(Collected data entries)
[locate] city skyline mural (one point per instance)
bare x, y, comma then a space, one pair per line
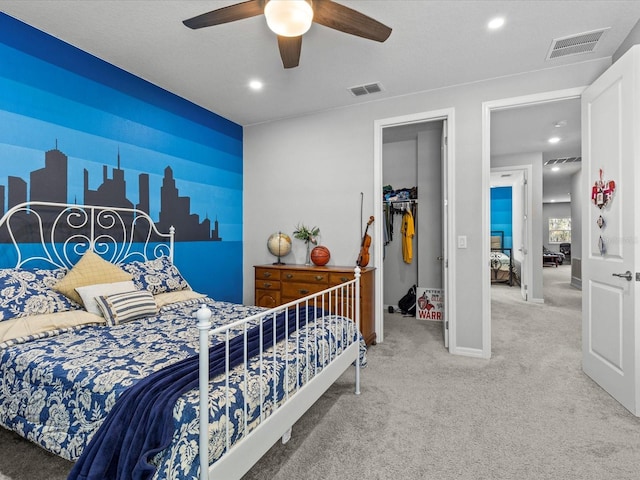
79, 130
50, 184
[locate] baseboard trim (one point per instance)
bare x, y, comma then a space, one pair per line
469, 352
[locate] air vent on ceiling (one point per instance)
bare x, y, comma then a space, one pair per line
560, 161
575, 44
360, 90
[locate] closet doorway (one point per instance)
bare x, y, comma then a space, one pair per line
412, 178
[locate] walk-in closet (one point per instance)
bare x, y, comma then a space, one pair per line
412, 170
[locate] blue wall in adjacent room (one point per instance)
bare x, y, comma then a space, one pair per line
501, 213
122, 141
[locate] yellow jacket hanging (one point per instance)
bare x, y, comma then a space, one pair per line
408, 232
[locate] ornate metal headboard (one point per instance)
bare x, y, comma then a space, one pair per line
57, 234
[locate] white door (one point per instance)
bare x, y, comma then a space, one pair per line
610, 152
445, 236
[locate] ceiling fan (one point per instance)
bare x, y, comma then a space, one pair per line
290, 19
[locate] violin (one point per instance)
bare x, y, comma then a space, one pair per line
363, 257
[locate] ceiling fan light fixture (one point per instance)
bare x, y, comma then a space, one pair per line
289, 18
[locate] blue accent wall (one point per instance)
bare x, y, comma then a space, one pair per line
501, 213
99, 134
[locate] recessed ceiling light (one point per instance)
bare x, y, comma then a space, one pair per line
496, 23
255, 85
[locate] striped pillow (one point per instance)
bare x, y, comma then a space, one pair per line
124, 307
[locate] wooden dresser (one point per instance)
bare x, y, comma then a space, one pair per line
278, 284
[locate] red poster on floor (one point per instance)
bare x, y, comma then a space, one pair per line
430, 304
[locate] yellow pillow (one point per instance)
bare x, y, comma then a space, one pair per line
91, 269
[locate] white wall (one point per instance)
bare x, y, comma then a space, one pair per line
535, 186
313, 168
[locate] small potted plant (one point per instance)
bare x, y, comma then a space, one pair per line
309, 235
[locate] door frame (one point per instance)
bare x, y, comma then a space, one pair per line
487, 107
525, 174
447, 114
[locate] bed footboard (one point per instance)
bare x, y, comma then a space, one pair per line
306, 378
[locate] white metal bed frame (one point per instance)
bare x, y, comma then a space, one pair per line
89, 225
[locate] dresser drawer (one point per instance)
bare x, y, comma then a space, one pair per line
267, 284
297, 290
305, 277
268, 298
278, 284
267, 274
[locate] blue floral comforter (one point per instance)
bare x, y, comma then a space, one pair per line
57, 391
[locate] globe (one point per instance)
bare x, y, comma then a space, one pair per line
279, 244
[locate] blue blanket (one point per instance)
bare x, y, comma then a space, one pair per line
140, 423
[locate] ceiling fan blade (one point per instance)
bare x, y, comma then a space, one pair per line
347, 20
239, 11
290, 48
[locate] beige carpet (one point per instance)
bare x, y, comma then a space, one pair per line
528, 413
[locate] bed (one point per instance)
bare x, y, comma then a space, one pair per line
76, 362
501, 262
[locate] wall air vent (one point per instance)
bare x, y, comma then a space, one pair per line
563, 160
575, 44
367, 89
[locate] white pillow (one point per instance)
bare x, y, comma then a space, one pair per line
90, 292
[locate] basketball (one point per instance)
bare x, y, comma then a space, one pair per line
320, 255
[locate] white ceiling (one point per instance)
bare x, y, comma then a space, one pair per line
434, 44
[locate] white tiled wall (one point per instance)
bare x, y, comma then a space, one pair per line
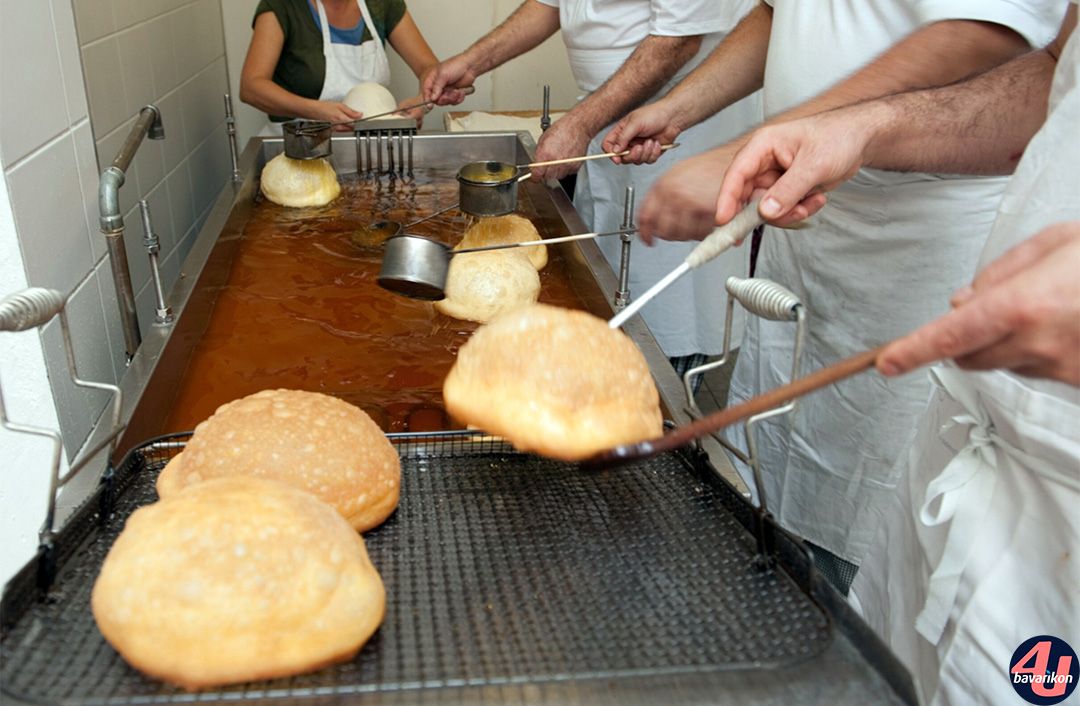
75, 72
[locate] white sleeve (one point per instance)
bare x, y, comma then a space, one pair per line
1036, 21
686, 17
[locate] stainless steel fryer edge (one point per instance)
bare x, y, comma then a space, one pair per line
152, 374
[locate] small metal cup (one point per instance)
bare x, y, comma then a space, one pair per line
415, 267
307, 139
488, 188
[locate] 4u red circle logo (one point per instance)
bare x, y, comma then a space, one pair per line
1043, 669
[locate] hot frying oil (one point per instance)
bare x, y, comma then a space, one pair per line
301, 308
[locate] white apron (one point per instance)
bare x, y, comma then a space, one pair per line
979, 548
879, 260
688, 316
346, 65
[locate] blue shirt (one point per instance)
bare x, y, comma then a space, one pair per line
341, 36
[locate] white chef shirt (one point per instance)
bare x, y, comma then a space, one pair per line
601, 35
813, 44
881, 259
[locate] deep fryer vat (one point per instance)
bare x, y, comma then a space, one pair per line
500, 569
392, 370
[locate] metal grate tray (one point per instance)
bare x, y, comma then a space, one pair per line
500, 569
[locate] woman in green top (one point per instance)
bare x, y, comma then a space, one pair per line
307, 54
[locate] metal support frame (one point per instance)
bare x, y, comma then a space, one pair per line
112, 221
30, 309
163, 313
230, 127
774, 302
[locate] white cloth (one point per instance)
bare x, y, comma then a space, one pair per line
347, 65
599, 37
979, 550
881, 259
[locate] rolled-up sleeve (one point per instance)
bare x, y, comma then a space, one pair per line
685, 17
1036, 21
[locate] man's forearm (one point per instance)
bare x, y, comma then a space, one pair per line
733, 70
651, 65
979, 126
934, 55
525, 29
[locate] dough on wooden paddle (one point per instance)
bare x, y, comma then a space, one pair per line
481, 286
308, 439
299, 182
507, 229
555, 381
235, 580
370, 98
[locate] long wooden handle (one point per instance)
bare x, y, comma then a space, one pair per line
718, 420
467, 91
663, 148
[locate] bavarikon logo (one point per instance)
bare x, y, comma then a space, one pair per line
1043, 669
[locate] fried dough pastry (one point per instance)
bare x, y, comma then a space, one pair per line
480, 286
507, 229
310, 440
555, 381
299, 182
235, 580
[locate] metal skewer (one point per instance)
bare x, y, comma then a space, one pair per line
318, 125
550, 241
718, 420
719, 241
663, 148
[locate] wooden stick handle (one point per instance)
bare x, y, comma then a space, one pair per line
718, 420
663, 148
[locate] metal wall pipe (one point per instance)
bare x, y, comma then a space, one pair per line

» Exercise requirements: Output every line of the records above exactly as it appears, but leave out the pictures.

» Response:
[locate] city skyline mural (one point per instance)
bare x, y, comma then a space, one pair per line
79, 130
50, 184
[locate] baseboard trim (one point per instance)
bare x, y, comma then a space, one pair per line
469, 352
[locate] air vent on ceiling (one point per instance)
bare x, y, comma then a space, one pair per line
560, 161
575, 44
360, 90
[locate] closet doorway (one point per instance)
bare x, y, comma then a space, one pair per line
412, 178
[locate] walk-in closet (one point per instance)
bare x, y, comma then a space, one pair per line
412, 170
[locate] blue wall in adjacent room (one point per instance)
bare x, y, comma then a space, one pair per line
501, 213
122, 141
[locate] yellow jacket hanging (one point per instance)
bare x, y, comma then a space, one pair per line
408, 232
[locate] ornate metal headboard (one point per instance)
bare x, y, comma then a space, one pair per line
57, 234
[locate] white door (one point per instance)
bare x, y, comma then a space, one pair per line
610, 152
445, 236
[locate] ceiling fan (one point per instance)
bare x, y, comma then a space, one pair per line
290, 19
[locate] violin (one point per instance)
bare x, y, comma then a space, one pair per line
363, 257
[locate] ceiling fan light fixture (one point per instance)
bare x, y, comma then a space, one pair per line
289, 18
[locate] blue accent wall (one point per instance)
bare x, y, comma then a space, one pair per line
501, 213
99, 134
[locate] recessed ceiling light (one point per instance)
bare x, y, comma then a space, one pair per line
496, 23
255, 85
[locate] striped pillow (one point per instance)
bare x, y, comma then a space, one pair per line
124, 307
[locate] wooden dresser (one point per instance)
bare x, y, comma then a space, one pair per line
278, 284
[locate] red poster on floor (one point per instance)
bare x, y, comma then a space, one pair per line
430, 304
[locate] yellow pillow (one point per instance)
bare x, y, comma then a space, one pair per line
91, 269
[locate] white wall (one point per instance)
bare x, y, comma then a space, one pair per line
535, 186
313, 168
[locate] small potted plant (one point per instance)
bare x, y, comma then a space, one pair per line
309, 235
[locate] door frame (one point per instance)
bare x, y, comma then a space, one pair per line
487, 107
525, 174
447, 114
[locate] bed footboard (one point per instance)
bare x, y, comma then a space, one pair per line
306, 378
[locate] white metal bed frame (one point per instance)
bare x, y, comma then a space, one pair per line
89, 225
[locate] dresser drawer (one point per instance)
bare x, y, comma then a space, one pair per line
267, 284
297, 290
305, 277
268, 298
278, 284
267, 274
[locate] blue floral comforter (one point per instance)
bare x, y, comma then a space, one pair per line
57, 391
[locate] globe (one point per instance)
bare x, y, comma then a space, one pair per line
279, 244
[locate] blue blanket (one point per instance)
bare x, y, comma then a space, one pair per line
140, 423
[locate] ceiling fan blade (one point per instance)
bare x, y, comma then a space, one pair per line
347, 20
239, 11
290, 48
[locate] beige carpet (one point per instance)
bare x, y, comma then a space, one pair per line
528, 413
[locate] bed (one point per instance)
bare x, y, comma then a space, one pair per line
76, 362
501, 262
[locate] wall air vent (one point per instance)
bare x, y, comma then a space, one pair per line
563, 160
575, 44
367, 89
[locate] white pillow (one point per instance)
bare x, y, comma then a space, one pair per line
90, 292
[locate] basketball (one point per instance)
bare x, y, comma then a space, one pair per line
320, 255
[locate] white ceiling (one point per instance)
bare x, y, comma then a space, one pair per line
434, 44
[locate] white tiled wall (one point per instance)
bare x, y, comma then a space, one pair per line
75, 72
[locate] white sleeve (one point per instance)
bare x, y, comma then a space, one pair per line
1036, 21
686, 17
[locate] stainless steel fryer edge (one point per instance)
bare x, y, comma then a space, one pair per line
152, 374
[locate] small metal cup (one point per instance)
bare x, y, comma then a space, one pair per line
415, 267
307, 139
488, 188
[locate] 4u red circle logo (one point per instance)
bare x, y, comma then a space, one pair per line
1043, 669
[locate] hot frying oil (one point per instance)
bare x, y, comma then a space, one pair per line
301, 308
[locate] white apron (one point per instance)
bare x, y, comma then a space, one pair per line
979, 548
879, 260
688, 316
346, 65
[locate] blue shirt (one point per instance)
bare x, y, comma then a space, one pair per line
341, 36
[locate] white chef shirt (one point per instance)
bare x, y, comma then a space, one pair per line
601, 35
813, 44
881, 259
[locate] deep fryer vat (one point per instance)
bare x, y, comma then a space, one pair per line
500, 569
392, 370
[locate] metal grate tray (one point per instance)
bare x, y, comma then a space, one pair per line
500, 569
[locate] woman in green top (one point per instance)
bare x, y, comma then a space, one pair per line
307, 54
[locate] metal support frame (one point per instance)
bare x, y, comma then a space, one pair per line
112, 221
30, 309
163, 313
230, 127
774, 302
[locate] white cloth (one point per instance)
bare x, y, comma then a space, one pair per line
347, 65
599, 37
979, 550
881, 259
[locate] rolled-up sleeve (one point per instance)
bare x, y, comma then a space, one pair per line
685, 17
1036, 21
[locate] man's forearm (one point per instance)
bare x, y, comma then a space, one pair per line
733, 70
651, 65
979, 126
934, 55
525, 29
[locate] dough on wooden paddle (one point per instance)
bare x, y, comma then a space, one pair per line
481, 286
308, 439
299, 182
507, 229
555, 381
235, 580
370, 98
[locate] long wooden handle (one point per instance)
bare x, y, comma then a space, one pair per line
718, 420
467, 91
663, 148
[locate] bavarikon logo (one point per instance)
bare x, y, comma then a space, one pair per line
1043, 669
[locate] fried dough pastry (one point per instance)
bare x, y, comma then a space, one pair per line
480, 286
507, 229
310, 440
555, 381
299, 182
235, 580
[locate] metal skewer (one point per instance)
bare x, y, comma then a space, one pair per line
318, 125
550, 241
718, 420
719, 241
663, 148
[locate] wooden stick handle (one point per instance)
bare x, y, comma then a space, one pair per line
718, 420
663, 148
[locate] metal wall pipe (one point per instance)
bare x, y, comma then a space, one pair per line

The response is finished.